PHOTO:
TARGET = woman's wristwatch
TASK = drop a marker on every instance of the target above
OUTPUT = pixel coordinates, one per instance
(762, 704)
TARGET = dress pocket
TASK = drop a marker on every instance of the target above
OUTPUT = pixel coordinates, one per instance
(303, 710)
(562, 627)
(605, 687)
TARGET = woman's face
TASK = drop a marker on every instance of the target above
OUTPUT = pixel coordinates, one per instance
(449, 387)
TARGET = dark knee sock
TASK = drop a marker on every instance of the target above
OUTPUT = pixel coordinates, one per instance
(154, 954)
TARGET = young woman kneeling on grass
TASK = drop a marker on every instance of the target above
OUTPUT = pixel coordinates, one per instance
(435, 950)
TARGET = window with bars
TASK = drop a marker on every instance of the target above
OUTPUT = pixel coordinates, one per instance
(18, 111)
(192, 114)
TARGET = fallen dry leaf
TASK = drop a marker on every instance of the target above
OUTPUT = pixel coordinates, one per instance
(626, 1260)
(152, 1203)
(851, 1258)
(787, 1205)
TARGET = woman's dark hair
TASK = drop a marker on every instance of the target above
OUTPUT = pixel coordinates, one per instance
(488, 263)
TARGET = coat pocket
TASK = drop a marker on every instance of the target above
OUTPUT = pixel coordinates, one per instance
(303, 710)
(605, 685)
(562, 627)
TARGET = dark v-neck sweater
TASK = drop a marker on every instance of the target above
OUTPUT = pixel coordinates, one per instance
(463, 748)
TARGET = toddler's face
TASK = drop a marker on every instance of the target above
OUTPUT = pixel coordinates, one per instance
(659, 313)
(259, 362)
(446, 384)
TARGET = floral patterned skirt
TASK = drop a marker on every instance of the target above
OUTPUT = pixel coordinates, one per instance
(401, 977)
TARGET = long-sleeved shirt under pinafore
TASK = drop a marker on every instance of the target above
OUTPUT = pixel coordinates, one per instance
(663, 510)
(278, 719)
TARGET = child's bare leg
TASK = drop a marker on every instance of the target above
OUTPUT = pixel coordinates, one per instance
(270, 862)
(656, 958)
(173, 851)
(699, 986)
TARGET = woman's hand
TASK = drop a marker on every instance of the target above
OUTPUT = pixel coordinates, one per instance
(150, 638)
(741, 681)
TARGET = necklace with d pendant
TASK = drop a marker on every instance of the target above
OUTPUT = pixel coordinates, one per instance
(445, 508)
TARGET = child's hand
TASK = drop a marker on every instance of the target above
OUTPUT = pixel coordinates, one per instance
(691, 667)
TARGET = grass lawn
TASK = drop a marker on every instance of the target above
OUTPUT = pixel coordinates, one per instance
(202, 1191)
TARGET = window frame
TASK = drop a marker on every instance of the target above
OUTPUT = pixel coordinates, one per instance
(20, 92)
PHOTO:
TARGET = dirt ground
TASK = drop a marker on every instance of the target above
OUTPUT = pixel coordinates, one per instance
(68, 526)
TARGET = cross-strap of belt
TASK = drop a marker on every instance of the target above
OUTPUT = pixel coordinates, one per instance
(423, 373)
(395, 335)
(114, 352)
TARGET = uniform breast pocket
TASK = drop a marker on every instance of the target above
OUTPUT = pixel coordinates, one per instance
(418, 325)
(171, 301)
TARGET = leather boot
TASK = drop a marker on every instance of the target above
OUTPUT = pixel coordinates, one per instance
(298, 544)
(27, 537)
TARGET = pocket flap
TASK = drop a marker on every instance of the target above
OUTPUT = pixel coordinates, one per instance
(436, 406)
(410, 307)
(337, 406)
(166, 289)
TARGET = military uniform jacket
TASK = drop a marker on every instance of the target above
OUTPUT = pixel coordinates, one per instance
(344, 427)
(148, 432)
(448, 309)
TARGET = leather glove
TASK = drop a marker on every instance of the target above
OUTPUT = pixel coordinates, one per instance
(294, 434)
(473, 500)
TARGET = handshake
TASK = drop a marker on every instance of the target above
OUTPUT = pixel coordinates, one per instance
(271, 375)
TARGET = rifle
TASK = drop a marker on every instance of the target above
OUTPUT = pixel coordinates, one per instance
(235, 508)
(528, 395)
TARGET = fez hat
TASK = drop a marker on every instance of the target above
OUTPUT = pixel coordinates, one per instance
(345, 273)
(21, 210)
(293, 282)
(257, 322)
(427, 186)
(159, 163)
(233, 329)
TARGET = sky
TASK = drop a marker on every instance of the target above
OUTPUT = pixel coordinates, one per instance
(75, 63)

-=-=-=-=-

» WRITTEN TASK
Edit all the items above, replacing "drop a marker" with "place a point" wherever it appears and keeping every other word unchanged.

» RESULT OF THIS EXERCISE
PHOTO:
TARGET = woman's wristwatch
TASK = place a point on every instance of the target above
OUTPUT = pixel coordinates, one per instance
(762, 704)
TARGET = dress pocket
TASK = place a point on every instance of the target above
OUTPUT = pixel coordinates, one per instance
(303, 710)
(562, 627)
(605, 687)
TARGET = woman's face
TASK = place a point on every instance of the target above
OUTPUT = pixel coordinates, one per instance
(449, 387)
TARGET = dark knee sock
TASK = place a point on every instance of the target above
OUTPUT = pixel coordinates, one per instance
(154, 954)
TARGET = young woman kneeling on grass
TASK = place a point on every instance of the target above
OUTPUT = pixel coordinates, one per instance
(435, 950)
TARGET = window with bars
TASK = place a point on every instance of the target above
OUTPUT = pixel coordinates, one per instance
(18, 111)
(192, 114)
TARGET = fallen dry leaf
TASK = place a point on every instance of the target above
OUTPUT = pixel coordinates, one per instance
(626, 1260)
(152, 1203)
(851, 1258)
(787, 1205)
TARGET = woman's dark hair
TASK = place a point on every instance of the target above
OUTPUT = pixel coordinates, one per instance
(488, 263)
TARGET = coat pocket
TASK = place a point on every instance of the target above
OUTPUT = pixel coordinates, one per instance
(303, 710)
(605, 685)
(562, 627)
TARGET = dark v-neck sweater
TASK = place a point on every instance of the target above
OUTPUT = pixel coordinates, one per instance
(463, 748)
TARGET = toddler's face
TASK = place a point on every instance of the target above
OUTPUT = pixel coordinates, one per instance
(659, 313)
(259, 362)
(446, 384)
TARGET = floral patterned skirt
TASK = place a point on every instance of the target above
OUTPUT = pixel coordinates, one per instance
(401, 977)
TARGET = long-sleeved shirt under pinafore
TASK = place a point on every instance of the target above
OUTPUT = pixel coordinates, one per instance
(663, 510)
(278, 719)
TARGET = child's bare leg
TASK = place a point on every instance of the target above
OUTPUT = pixel coordinates, one per instance
(270, 862)
(656, 958)
(173, 851)
(699, 986)
TARGET = woman's hand
TASK = place a point on every instance of the target above
OUTPUT = pixel coordinates, one per instance
(150, 638)
(741, 681)
TARGET = necklace with d pendant
TASK = place a point on every instance of the target above
OUTPUT = pixel coordinates, one per instance
(445, 508)
TARGET = child's hand
TASK = place a point on every instance of the target above
OUTPUT = pixel coordinates, one per instance
(691, 667)
TARGET = grass lawn
TASK = place a point on every instance of the target above
OUTPUT = pixel coordinates, one per instance
(202, 1191)
TARGET = window frame
TASK = place a point on every instance of the target above
OUTPUT = pixel coordinates, one per instance
(20, 92)
PHOTO:
TARGET = dirt ground
TASK = place a point on every instance of the target above
OUTPUT = pixel coordinates, one per instance
(68, 526)
TARGET = cross-strap of belt
TASK = place a point on every instance of the target above
OUTPUT = pixel coordinates, one per instance
(423, 373)
(395, 335)
(114, 352)
TARGET = uniform breast pocket
TASK = place a point on every instance of the target above
OUTPUT = pixel coordinates, one per instance
(418, 325)
(171, 301)
TARGET = leather boot
TASK = place a point on every instance of the target above
OUTPUT = pixel coordinates, one per instance
(298, 544)
(27, 537)
TARGET = pocket flap
TASK = place a point on every instance of the target above
OUTPUT = pixel coordinates, one per instance
(436, 406)
(410, 307)
(337, 406)
(166, 289)
TARGET = military uniform jacket
TASK = place a point on every instance of the target above
OUTPUT = pixel coordinates, one per instance
(344, 427)
(148, 432)
(448, 309)
TARGET = leather glove
TASK = place a point on every instance of the target above
OUTPUT = pixel coordinates, one per instance
(294, 434)
(473, 500)
TARGET = handshake
TASK = place a point on every instance of the target above
OUTPUT = pixel coordinates, one per instance
(271, 375)
TARGET = rifle
TASK = place a point on every instance of the target above
OUTPUT = pixel coordinates, one per instance
(235, 508)
(528, 395)
TARGET = fez hat
TASK = place a point on every instance of the target above
OUTPUT = pixel coordinates, one per instance
(345, 273)
(21, 210)
(293, 282)
(257, 322)
(427, 186)
(159, 163)
(233, 329)
TARGET = sky
TASK = place a point on every instance of the target above
OUTPUT = pixel coordinates, one per instance
(75, 63)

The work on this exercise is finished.